→ Tasks:
1. In the rows, swap "bridge pier" for "stone column" in the lines from the one holding "Place one keypoint per instance of the bridge" through the end of the rows, inclusive, and give those lines back with nothing else changed.
2. Carry on the news report about the funeral of Zulu leader Mangosuthu Buthelezi from the point where it stops.

→ Reading text:
Thousands of people, some holding spears and dressed in traditional warrior clothes, on Saturday attended the funeral of South Africa's divisive Zulu leader Mangosuthu Buthelezi, who was implicated in a wave of deadly violence that marked the country's emergence from apartheid.
Mourners crowded a small stadium in Ulundi, the ancient capital of the Zulu kingdom in eastern South Africa, to pay tribute to the founder of the Inkatha Freedom Party (IFP), who died on September 9 aged 95.
Family members dressed in black, followed by men holding shields and spears, led a coffin covered by an animal skin and an IFP flag across a red carpet inside the stadium before it was placed under a black canopy on the pitch.
Earlier, members of the IFP Women's Brigade chanted "He has led us this far" in Zulu as guests including President Cyril Ramaphosa and his predecessor Jacob Zuma arrived at the venue, sitting under white marquees opposite an altar.
"He treated all of us Zulus as one person. That is why I am here," said Bonga Makhoba, 31, who said he drove 150 kilometres and slept in his car to attend the ceremony.
"I just respect him and I want him to... rest in peace."

Items from a dataset
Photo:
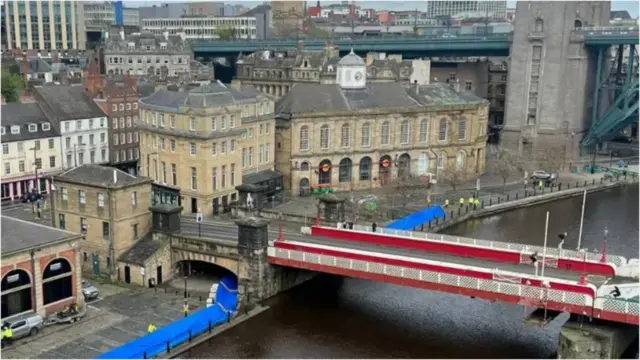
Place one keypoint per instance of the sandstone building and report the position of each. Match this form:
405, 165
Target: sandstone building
275, 74
204, 140
356, 134
108, 206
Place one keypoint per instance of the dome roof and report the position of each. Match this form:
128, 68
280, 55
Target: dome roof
351, 59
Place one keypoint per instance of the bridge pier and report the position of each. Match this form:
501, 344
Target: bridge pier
257, 279
597, 339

→ Answer list:
1.
Place one keypoint per instance of the stone column and report the position of each. Match this form:
501, 344
Target: stone column
257, 279
597, 339

2.
Ramaphosa, who ordered flags to be flown at half staff across the country, was to deliver a eulogy during the service celebrated by the head of South Africa's Anglican Church.
"Buthelezi has been an outstanding leader in the political and cultural life of our nation, including the ebbs and flows of our liberation struggle," Ramaphosa had said when announcing Buthelezi's death last Saturday.
Buthelezi was once a rival of Ramaphosa and his former boss Nelson Mandela, as the pair led negotiations to end white rule in South Africa, and for years was locked in a bitter rivalry with the ruling African National Congress (ANC).
The party was his political home until he broke away to form the Inkatha movement in 1975.
Born of royal blood, he was to some the embodiment of a proud and feisty Zulu spirit, while to others he often acted as a warlord. (AFP)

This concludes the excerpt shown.